What to produce: Output the whole listing below line for line and unchanged, leaving the pictures out of your answer.

--- Start of Provided data ---

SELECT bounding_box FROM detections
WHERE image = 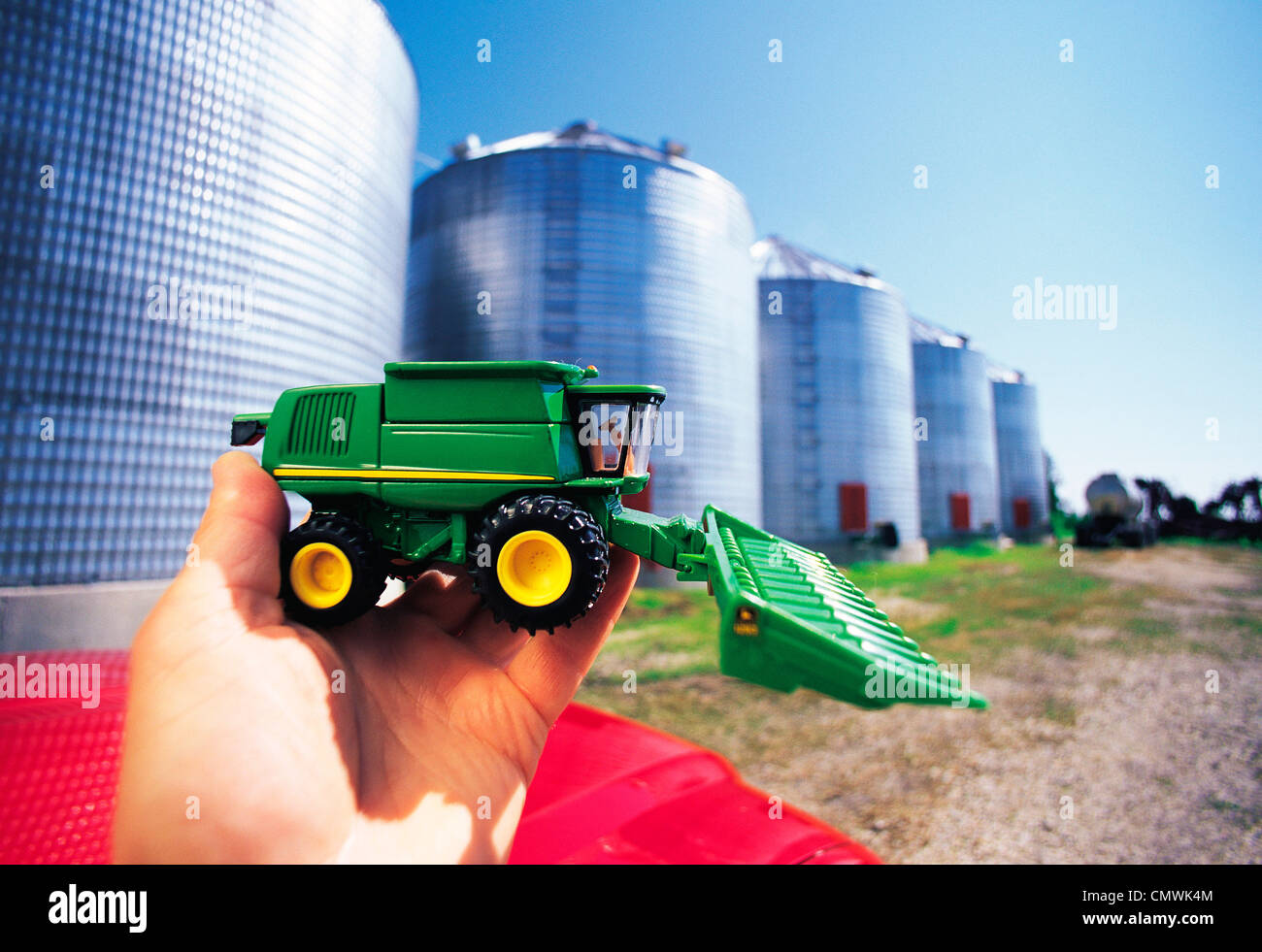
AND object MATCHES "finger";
[506,548,640,725]
[185,450,289,598]
[461,610,530,669]
[385,566,481,635]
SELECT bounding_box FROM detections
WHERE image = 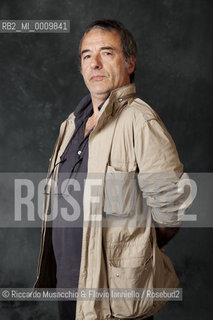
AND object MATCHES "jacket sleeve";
[135,118,190,226]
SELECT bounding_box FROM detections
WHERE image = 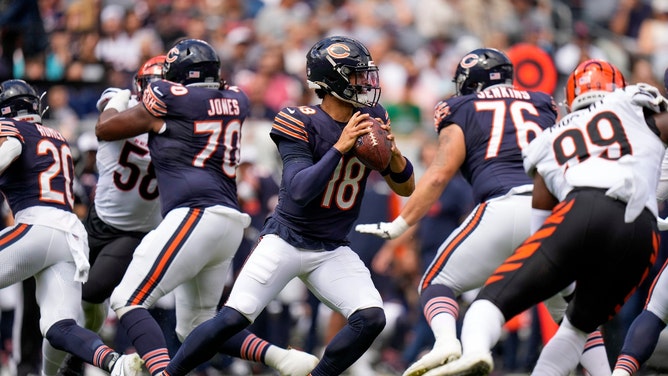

--- End of Provided data ---

Output below:
SELECT bounding_box FROM detections
WHERE image = 
AND object MATCHES "finger";
[506,548,640,725]
[185,450,289,598]
[461,610,530,669]
[385,566,481,635]
SELECT bounding_box FROM detections
WHERE image = 
AND object MATCHES "jacket sleeve";
[135,118,190,226]
SELECT bounding_box FROM detections
WHERE image = 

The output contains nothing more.